* _WHAT TO WORK ON_
Copy word for word the passage of the text below on obstacles to moral action that begins with the words containing "Moral disengagement: while" and ends with "in a situation.".

* _GIVEN TEXT_
########
The process that leads to effective moral action can be roughly divided into three components:

1 – Moral awareness: the process of identifying the ethical issues involved, the parties who have a stake in the action, what is at stake, and what the the action options are.

2 – Moral judgment: the process of weighing the ethical considerations that bear on the situation and determining the moral course of action.

3 – Acting in accordance with moral judgment: deciding the right thing to do is not enough.  One still needs to form the intention to do the moral thing and deal with practical obstacles in order to act effectively.

Below are some of the central obstacles that may be faced along each step of the process, along with suggestions about how they can be overcome.


OBSTACLES TO GOOD AWARENESS


Low or myopic moral perception: Some people fail to see the moral dimensions of given situations.  Others have distorted moral vision that results largely from rationalization or from an unwillingness to focus on the problem so that it is seen clearly.  The rationalizations contribute to and reinforce the perceptual problem.  (Drumwright & Murphy, 2004)

To overcome this obstacle: Be alert to the impact of your actions on stakeholders and increase your awareness by taking on their perspectives of the situation.

Moral disengagement: while the situation in question normally elicits a particular moral response from an observer, in this case, the agent lacks such a response.  The agent is “cold” to the situation. (Bandura, 1999)

To overcome this obstacle: Place yourself in the position of the person(s) likely to be harmed by the event and remind yourself of the golden rule - Do unto others as you would have them do unto you.  

Morally inattentive informal norms and formal codes:  Such norms and codes create a background of expectations that can distort, obscure, or oversimplify the moral considerations present in a situation.  

To overcome this obstacle:  As members of organizations and communities we can consciously strive to improve the content and practical applicability of our norms and codes of conduct.

Self-serving bias: People tend to look for information that will confirm their pre-existing views, to interpret information in ways that support their own view, and to selectively remember the information that supports their view.  (Hartman, 2008)
########
* _EXTRACTED ENTRIES_
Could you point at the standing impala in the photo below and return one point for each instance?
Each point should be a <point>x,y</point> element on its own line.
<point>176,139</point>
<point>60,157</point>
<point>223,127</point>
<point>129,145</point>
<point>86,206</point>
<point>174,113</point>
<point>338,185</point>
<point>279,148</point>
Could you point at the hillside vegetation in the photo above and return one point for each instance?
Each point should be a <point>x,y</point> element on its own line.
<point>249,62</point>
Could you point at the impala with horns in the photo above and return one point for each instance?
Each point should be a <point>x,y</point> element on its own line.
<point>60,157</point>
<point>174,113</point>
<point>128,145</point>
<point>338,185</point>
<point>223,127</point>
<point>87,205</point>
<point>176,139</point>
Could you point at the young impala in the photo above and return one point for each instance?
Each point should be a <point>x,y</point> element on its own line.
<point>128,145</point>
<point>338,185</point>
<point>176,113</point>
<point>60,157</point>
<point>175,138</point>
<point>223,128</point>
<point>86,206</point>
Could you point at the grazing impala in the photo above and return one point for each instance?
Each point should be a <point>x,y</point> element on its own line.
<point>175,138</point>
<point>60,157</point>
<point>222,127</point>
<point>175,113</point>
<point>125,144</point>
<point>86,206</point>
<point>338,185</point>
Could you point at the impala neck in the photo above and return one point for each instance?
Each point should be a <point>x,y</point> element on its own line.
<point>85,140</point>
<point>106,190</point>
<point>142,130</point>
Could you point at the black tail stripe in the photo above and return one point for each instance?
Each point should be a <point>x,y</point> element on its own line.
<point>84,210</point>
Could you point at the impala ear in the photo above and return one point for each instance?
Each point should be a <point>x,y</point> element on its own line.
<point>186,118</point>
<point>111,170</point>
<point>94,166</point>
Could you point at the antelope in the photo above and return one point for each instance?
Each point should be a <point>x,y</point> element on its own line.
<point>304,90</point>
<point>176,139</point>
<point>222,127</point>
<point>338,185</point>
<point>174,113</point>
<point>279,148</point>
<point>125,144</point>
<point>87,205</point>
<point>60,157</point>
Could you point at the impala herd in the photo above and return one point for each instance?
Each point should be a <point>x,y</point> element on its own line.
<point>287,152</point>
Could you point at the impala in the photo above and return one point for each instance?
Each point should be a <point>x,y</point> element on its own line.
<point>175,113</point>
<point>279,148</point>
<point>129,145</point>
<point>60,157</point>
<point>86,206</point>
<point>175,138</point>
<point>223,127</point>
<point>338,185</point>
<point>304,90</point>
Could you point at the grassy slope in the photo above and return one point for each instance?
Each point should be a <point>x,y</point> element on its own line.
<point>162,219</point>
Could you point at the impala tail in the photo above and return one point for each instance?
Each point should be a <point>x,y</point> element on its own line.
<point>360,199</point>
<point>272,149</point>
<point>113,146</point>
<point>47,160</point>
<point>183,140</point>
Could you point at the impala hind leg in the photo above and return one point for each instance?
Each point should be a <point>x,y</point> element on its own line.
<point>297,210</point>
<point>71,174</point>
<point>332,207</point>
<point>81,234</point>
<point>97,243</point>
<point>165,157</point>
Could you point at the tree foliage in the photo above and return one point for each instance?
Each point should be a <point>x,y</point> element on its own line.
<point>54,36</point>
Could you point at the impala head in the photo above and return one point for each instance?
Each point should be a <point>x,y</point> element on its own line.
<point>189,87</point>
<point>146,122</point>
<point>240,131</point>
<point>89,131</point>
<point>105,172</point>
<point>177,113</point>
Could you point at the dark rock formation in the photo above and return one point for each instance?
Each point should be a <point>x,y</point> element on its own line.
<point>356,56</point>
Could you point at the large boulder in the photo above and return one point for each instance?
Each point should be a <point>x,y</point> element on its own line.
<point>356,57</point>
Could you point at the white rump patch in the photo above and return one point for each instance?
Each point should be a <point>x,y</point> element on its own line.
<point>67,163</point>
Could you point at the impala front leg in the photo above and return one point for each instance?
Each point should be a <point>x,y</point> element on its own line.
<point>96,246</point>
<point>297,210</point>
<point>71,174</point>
########
* _FINISHED EXERCISE_
Moral disengagement: while the situation in question normally elicits a particular moral response from an observer, in this case, the agent lacks such a response.  The agent is “cold” to the situation. (Bandura, 1999)

To overcome this obstacle: Place yourself in the position of the person(s) likely to be harmed by the event and remind yourself of the golden rule - Do unto others as you would have them do unto you.  

Morally inattentive informal norms and formal codes:  Such norms and codes create a background of expectations that can distort, obscure, or oversimplify the moral considerations present in a situation.